╭─ TEXTE ÉTUDIÉ

Un jour, ma mère a essayé de me fournir une réponse : « Tu sais bien que ta grand-mère n’a pas eu une vie facile. Par exemple, elle a subi douze avortements. »

J’étais sous le choc. Ma famille m’a toujours décrit les femmes soviétiques comme des matriarches intrépides – préparant encore et toujours d’énormes marmites de bortsch avec une viande qu’elles avaient mis des heures à trouver. J’ai toujours pensé que ces femmes étaient entièrement dévouées à leur famille. Que les avortements aient pu être chose courante en URSS ne m’avait donc jamais effleuré l’esprit.

╰─
╭─ DONNÉES DE L’EXERCICE

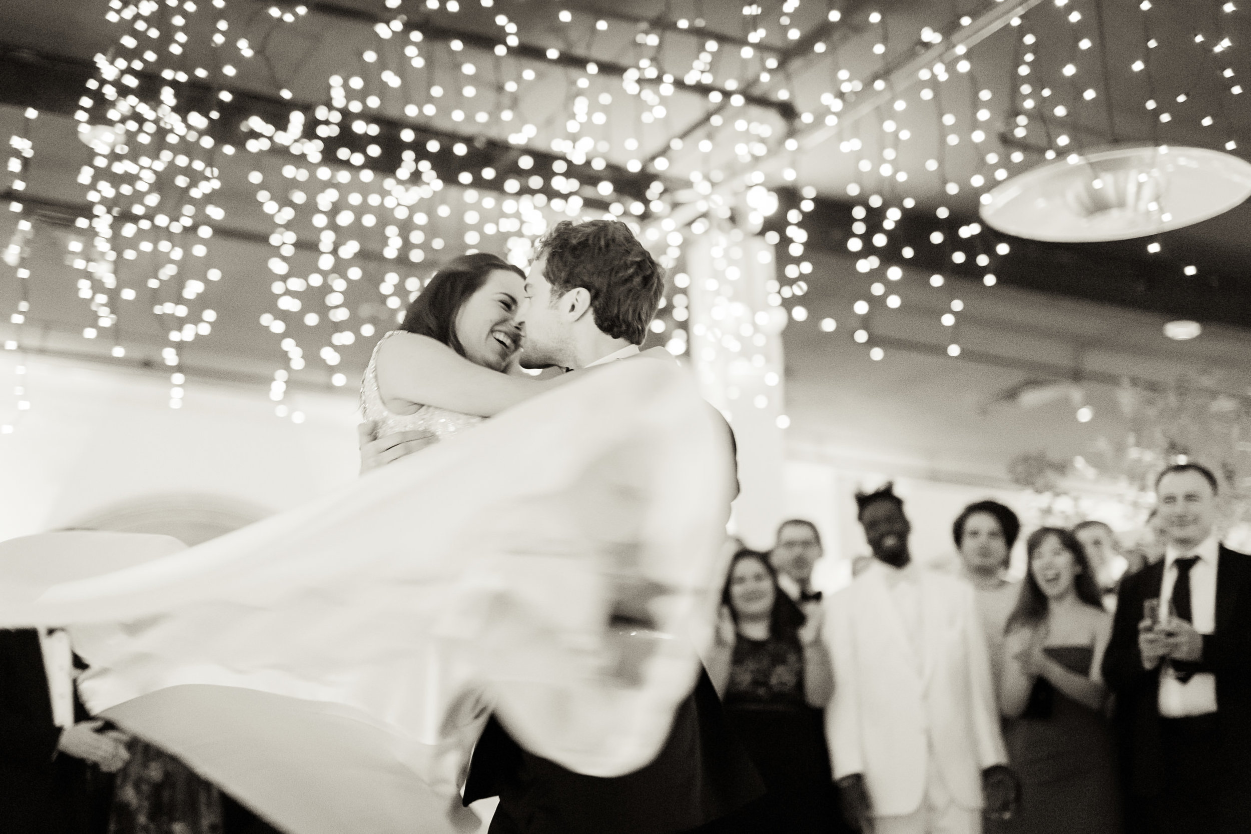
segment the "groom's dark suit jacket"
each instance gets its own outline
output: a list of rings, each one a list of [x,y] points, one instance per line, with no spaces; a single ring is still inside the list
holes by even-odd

╰─

- **TRAVAIL À FAIRE**:
- a) Réécrivez plus brièvement, sous forme de liste, le paragraphe du texte étudié qui commence par « J’étais sous le choc », en conservant ses faits essentiels.
- b) Reproduisez un passage du texte étudié : commencez aux mots « J’étais sous le » et arrêtez-vous après « jamais effleuré l’esprit. ».
Les données n’interviennent pas dans ce travail.

- **CORRIGÉ**:
- a)
- J’étais sous le choc.
- Ma famille présentait les femmes soviétiques comme des matriarches intrépides, qui préparaient d’énormes marmites de bortsch avec une viande longue à trouver.
- Je les croyais entièrement dévouées à leur famille.
- L’idée que les avortements aient pu être courants en URSS ne m’était jamais venue.

- b)
J’étais sous le choc. Ma famille m’a toujours décrit les femmes soviétiques comme des matriarches intrépides – préparant encore et toujours d’énormes marmites de bortsch avec une viande qu’elles avaient mis des heures à trouver. J’ai toujours pensé que ces femmes étaient entièrement dévouées à leur famille. Que les avortements aient pu être chose courante en URSS ne m’avait donc jamais effleuré l’esprit.